Excerpted text:
<<<<
Kidney is a vital metabolic and excretory organ in the human body. Its high blood flow and vigorous excretion function make it vulnerable to various insult factors such as immunity, poison, ischemia, infection, and metabolic disorders, resulting in acute kidney injury (AKI) [1]. Previous research of our group demonstrated that the incidence of AKI caused by various reasons was about 20 %–50 % among high-risk inpatients [2]. Due to the low early diagnosis rate and the lack of effective therapeutic medications, the clinical management of AKI is highly challenging, with the mortality rate of hospitalized AKI patients kept high at about 25 %, and 50 % of the AKI patients did not fully recover their renal function and eventually transitioned to chronic kidney disease (CKD) [2].

Early diagnosis, timely prevention, and proper treatment of the pathogenic insults are crucial to improving the outcome of AKI. However, the complexity of tissue structure and physiological functions and the variety of pathogenesis on the large scale of acute kidney injuries make it extremely difficult to reach an early detection and a comprehensive evaluation of kidney injury, which greatly impedes the development of precision medicine for AKI. Therefore, constructing a systemic and panoramic evaluation system of kidneys is crucial for the improvement of clinical diagnosis and the development of new drugs [3]. Recent advances in renal imaging and omics studies with various scales or modalities have provided novel views and deeper insights into kidney injury. These bring us precious opportunities but also raise rigorous challenges in reaching the landmark of a comprehensive cellular and molecular atlas of kidney injury. Here in this article, we present our views on this booming and brand-new area in kidney injury studies.

Significance

Nowadays, the improvement of the capacity of clinical diagnosis and treatment is becoming a major clinical need.

Diagnosis

In the clinical field, four major demands for full achievement of early diagnosis, etiological diagnosis, prognosis evaluation, and the right timing of treatment decisions are increasing. However, the existing methods and strategies for AKI diagnosis, such as clinical imaging and biomarkers, are far from developed. Renal pathology is still the leading strategy and gold standard of diagnosis. However, clinical kidney biopsy is highly traumatic and limited in sampling. Excepting minor complications of transient bleeding, fever, hematuria, proteinuria and transient hypertension, major complications such as puncture of nearby organs or structures, infection near the biopsy site, development of arteriovenous fistula or pseudoaneurysm happen occasionally. Cases of nephrectomy or even death after renal needle biopsy are also factors that cannot be ignored in some extreme cases. As a result, it is not feasible for dynamic assessment of kidney injury or being performed in patients with severe conditions or with contraindications. Even after a successful and safe renal puncture, the low depth and small volume of biopsied samples disabled the pathologists from having a global view of the kidney and therefore may miss important disease information. These gave rise to a relatively low diagnosis rate and a limited precision of etiology identification [4]. In this case, it is in urgent medical need and of great clinical significance to develop a novel clinically practicable diagnosis strategy by imaging with high standard of non-invasion, dynamics and continuity.

Treatment

In the aspect of treatment, another sacred realm of kidney injury research is to interpret the elaborate mechanisms underlying the development and progression of long-lasting injury, since no successful drug therapy exists for AKI or reversing kidney fibrosis after so many years of mechanism study [1]. Besides the novel molecular targets are required to be identified urgently, their function in the time-series from the beginning to the end should also be elucidated clearly for a proper decision of treatment window. It is most meaningful to depict the mechanisms of kidney injury systematically, panoramically and comprehensively.
>>>>
Work instruction 1: What mortality rate does the kidney injury text give for hospitalized AKI patients?
Work instruction 2: Return, word for word, the part of the kidney injury text that opens with the words containing "Kidney is a" and closes with "kidney disease (CKD) [2].".

Entries supplied:
<<<<
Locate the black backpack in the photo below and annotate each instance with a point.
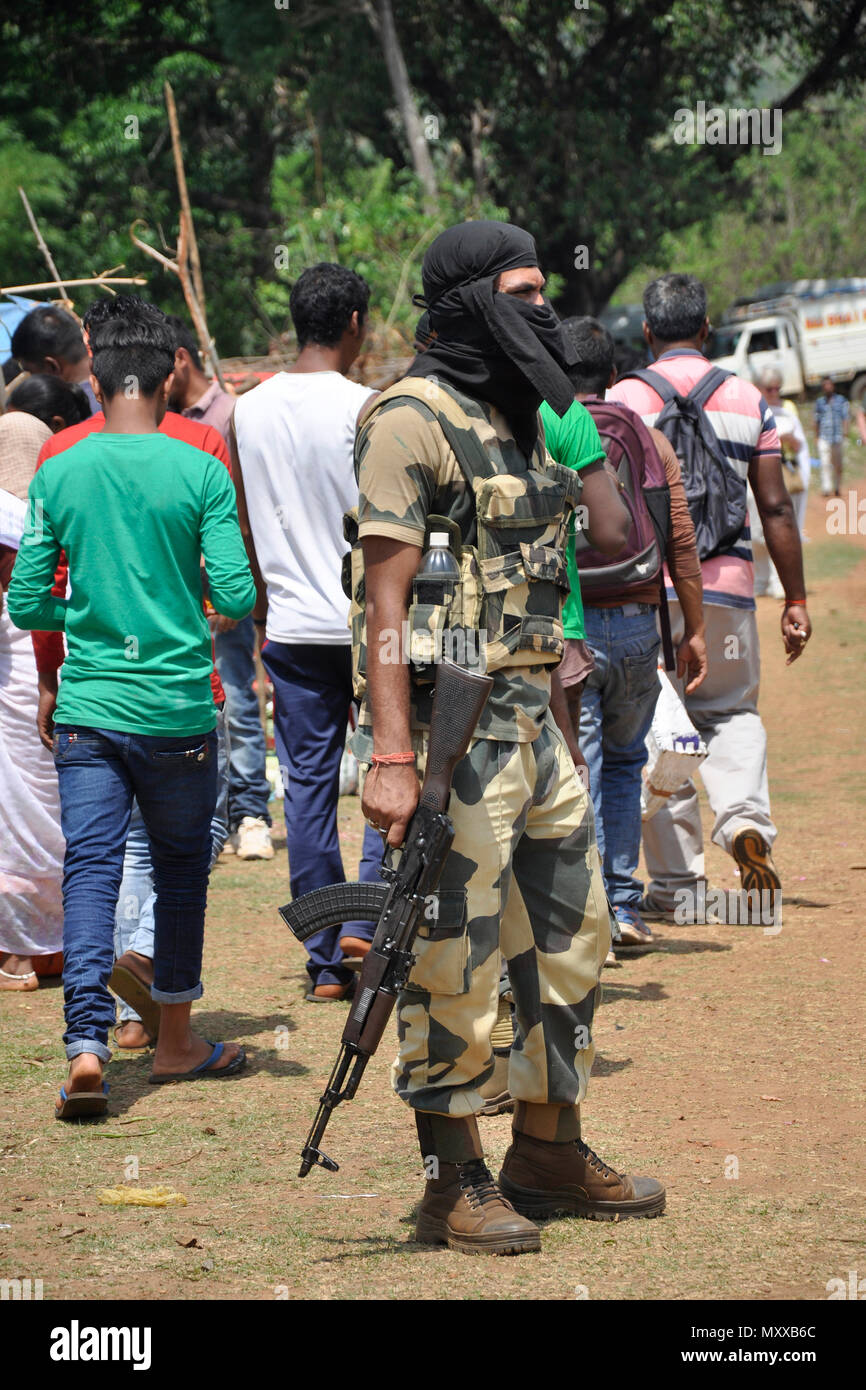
(715, 491)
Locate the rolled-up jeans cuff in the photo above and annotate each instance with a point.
(88, 1045)
(332, 976)
(181, 997)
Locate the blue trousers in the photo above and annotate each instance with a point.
(249, 790)
(617, 705)
(312, 697)
(174, 781)
(136, 898)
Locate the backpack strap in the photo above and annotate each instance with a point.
(655, 380)
(708, 384)
(667, 647)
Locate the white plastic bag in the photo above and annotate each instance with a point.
(674, 749)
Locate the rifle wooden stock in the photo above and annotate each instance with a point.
(458, 702)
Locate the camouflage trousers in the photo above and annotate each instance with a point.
(523, 879)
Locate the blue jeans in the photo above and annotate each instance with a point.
(135, 902)
(617, 705)
(249, 790)
(100, 773)
(312, 697)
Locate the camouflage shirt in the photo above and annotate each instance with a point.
(407, 470)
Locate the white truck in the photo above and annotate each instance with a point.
(805, 328)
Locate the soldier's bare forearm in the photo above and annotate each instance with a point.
(389, 567)
(387, 679)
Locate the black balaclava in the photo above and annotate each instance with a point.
(489, 345)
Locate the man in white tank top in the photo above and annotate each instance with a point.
(293, 439)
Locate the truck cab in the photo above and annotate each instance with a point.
(747, 348)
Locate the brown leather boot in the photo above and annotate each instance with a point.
(462, 1207)
(545, 1176)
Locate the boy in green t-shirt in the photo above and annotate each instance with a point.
(135, 512)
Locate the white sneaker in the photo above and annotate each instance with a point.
(255, 838)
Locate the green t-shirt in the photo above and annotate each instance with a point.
(135, 514)
(574, 442)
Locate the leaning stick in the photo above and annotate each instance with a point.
(92, 280)
(181, 175)
(180, 267)
(42, 243)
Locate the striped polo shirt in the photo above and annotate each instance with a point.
(745, 430)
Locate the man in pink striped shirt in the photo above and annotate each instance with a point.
(724, 708)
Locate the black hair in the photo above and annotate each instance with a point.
(595, 355)
(49, 396)
(132, 345)
(49, 331)
(674, 307)
(184, 337)
(323, 300)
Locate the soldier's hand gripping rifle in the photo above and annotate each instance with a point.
(398, 904)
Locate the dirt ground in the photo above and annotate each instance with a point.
(730, 1065)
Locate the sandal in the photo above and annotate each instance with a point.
(132, 1047)
(81, 1104)
(18, 982)
(135, 991)
(203, 1069)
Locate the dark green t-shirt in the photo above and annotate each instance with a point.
(574, 442)
(135, 514)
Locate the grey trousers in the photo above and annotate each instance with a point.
(724, 710)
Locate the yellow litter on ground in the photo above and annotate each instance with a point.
(141, 1197)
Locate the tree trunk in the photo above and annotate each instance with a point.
(381, 17)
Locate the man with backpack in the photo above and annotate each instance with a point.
(723, 432)
(622, 595)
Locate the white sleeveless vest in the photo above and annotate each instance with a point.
(295, 439)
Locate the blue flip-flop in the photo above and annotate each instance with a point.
(82, 1104)
(205, 1068)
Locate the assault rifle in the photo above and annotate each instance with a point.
(398, 904)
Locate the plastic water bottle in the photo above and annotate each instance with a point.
(438, 571)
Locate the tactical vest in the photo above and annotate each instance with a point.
(509, 544)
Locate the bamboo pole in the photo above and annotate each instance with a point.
(41, 242)
(181, 175)
(180, 267)
(92, 280)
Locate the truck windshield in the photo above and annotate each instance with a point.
(723, 342)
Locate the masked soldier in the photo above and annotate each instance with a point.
(455, 446)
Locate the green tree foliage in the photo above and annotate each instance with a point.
(558, 113)
(791, 217)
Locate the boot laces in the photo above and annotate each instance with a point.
(598, 1164)
(478, 1184)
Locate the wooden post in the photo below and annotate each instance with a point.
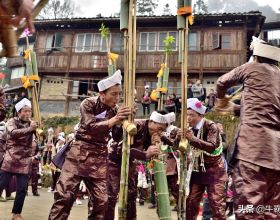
(69, 83)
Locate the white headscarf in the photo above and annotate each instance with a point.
(115, 79)
(159, 118)
(196, 105)
(22, 103)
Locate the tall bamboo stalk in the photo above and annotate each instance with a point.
(182, 25)
(128, 25)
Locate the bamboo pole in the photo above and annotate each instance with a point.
(129, 129)
(182, 25)
(159, 172)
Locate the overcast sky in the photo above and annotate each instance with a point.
(90, 8)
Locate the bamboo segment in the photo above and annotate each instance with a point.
(184, 78)
(128, 25)
(8, 35)
(165, 78)
(181, 21)
(124, 15)
(163, 202)
(35, 98)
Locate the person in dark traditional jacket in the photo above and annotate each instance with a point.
(87, 158)
(207, 165)
(18, 155)
(2, 105)
(171, 161)
(257, 149)
(34, 173)
(142, 149)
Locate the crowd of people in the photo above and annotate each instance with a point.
(90, 160)
(172, 102)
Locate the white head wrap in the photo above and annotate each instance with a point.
(22, 103)
(267, 51)
(261, 49)
(60, 138)
(159, 118)
(61, 134)
(196, 105)
(171, 117)
(115, 79)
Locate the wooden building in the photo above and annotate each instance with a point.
(72, 55)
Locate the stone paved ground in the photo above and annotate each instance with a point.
(37, 208)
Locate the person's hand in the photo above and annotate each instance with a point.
(122, 114)
(156, 138)
(189, 134)
(34, 124)
(23, 11)
(224, 106)
(179, 134)
(153, 150)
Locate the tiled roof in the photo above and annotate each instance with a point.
(251, 13)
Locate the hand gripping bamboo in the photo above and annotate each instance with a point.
(184, 11)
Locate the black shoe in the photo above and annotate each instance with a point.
(36, 194)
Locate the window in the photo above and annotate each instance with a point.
(193, 41)
(116, 43)
(221, 41)
(75, 88)
(161, 38)
(225, 41)
(147, 41)
(54, 41)
(216, 41)
(273, 37)
(174, 34)
(100, 43)
(17, 72)
(83, 43)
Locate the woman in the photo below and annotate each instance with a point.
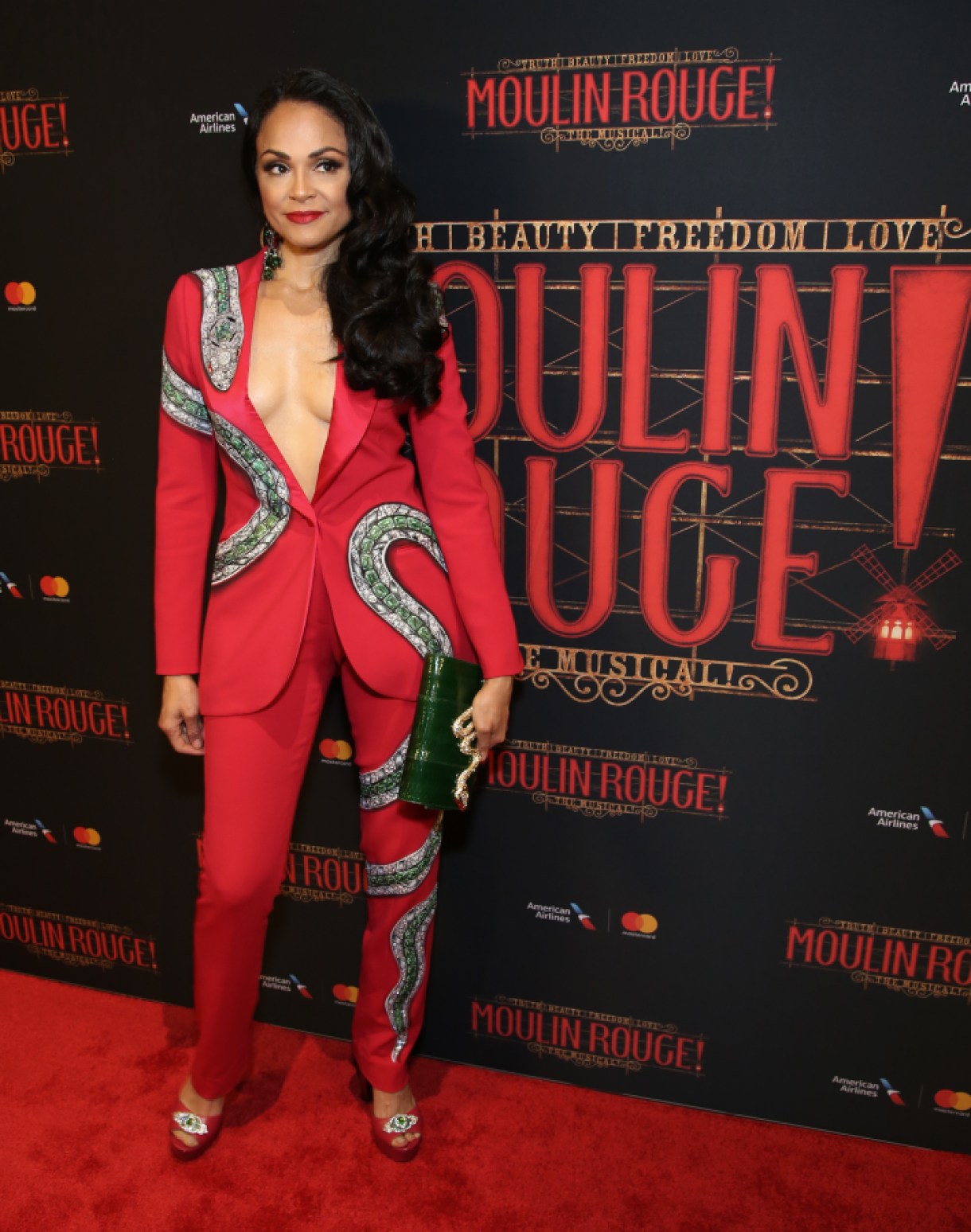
(299, 370)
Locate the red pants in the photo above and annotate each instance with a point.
(254, 769)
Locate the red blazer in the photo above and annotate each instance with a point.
(371, 523)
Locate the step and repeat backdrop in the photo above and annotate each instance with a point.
(709, 276)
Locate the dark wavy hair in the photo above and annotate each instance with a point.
(384, 307)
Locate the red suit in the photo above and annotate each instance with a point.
(353, 580)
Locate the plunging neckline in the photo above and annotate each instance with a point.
(248, 339)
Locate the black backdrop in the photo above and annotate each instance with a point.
(701, 874)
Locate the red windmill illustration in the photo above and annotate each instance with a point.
(899, 621)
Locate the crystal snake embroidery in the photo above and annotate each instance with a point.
(267, 524)
(406, 875)
(380, 787)
(408, 946)
(182, 400)
(220, 328)
(373, 582)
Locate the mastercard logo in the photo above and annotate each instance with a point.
(957, 1099)
(335, 751)
(20, 294)
(54, 588)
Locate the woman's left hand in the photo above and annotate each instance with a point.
(490, 712)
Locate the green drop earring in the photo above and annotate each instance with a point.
(271, 258)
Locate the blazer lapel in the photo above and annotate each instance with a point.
(236, 406)
(352, 411)
(352, 414)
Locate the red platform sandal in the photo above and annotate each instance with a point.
(205, 1129)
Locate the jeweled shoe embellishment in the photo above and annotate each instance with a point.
(190, 1123)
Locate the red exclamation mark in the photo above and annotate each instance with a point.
(769, 84)
(930, 313)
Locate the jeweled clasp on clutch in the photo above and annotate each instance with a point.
(465, 732)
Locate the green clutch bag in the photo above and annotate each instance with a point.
(442, 754)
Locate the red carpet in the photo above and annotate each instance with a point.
(87, 1079)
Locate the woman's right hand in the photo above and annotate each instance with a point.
(179, 717)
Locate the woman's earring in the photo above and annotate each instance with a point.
(271, 258)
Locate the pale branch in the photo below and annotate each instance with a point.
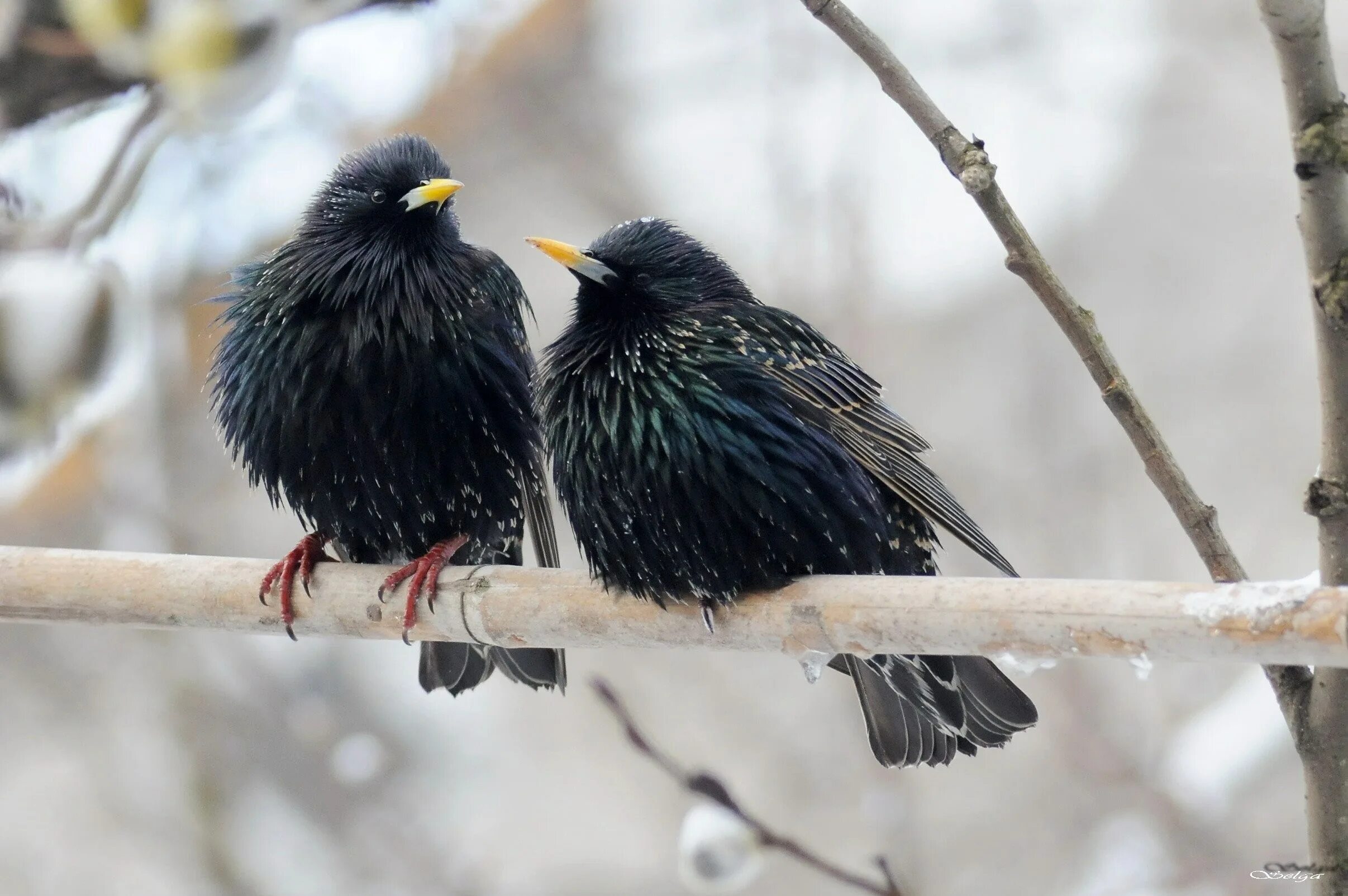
(514, 607)
(1316, 115)
(970, 162)
(711, 787)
>>>>
Answer space 1: About 25 %.

Answer space 2:
Kidney is a vital metabolic and excretory organ in the human body. Its high blood flow and vigorous excretion function make it vulnerable to various insult factors such as immunity, poison, ischemia, infection, and metabolic disorders, resulting in acute kidney injury (AKI) [1]. Previous research of our group demonstrated that the incidence of AKI caused by various reasons was about 20 %–50 % among high-risk inpatients [2]. Due to the low early diagnosis rate and the lack of effective therapeutic medications, the clinical management of AKI is highly challenging, with the mortality rate of hospitalized AKI patients kept high at about 25 %, and 50 % of the AKI patients did not fully recover their renal function and eventually transitioned to chronic kidney disease (CKD) [2].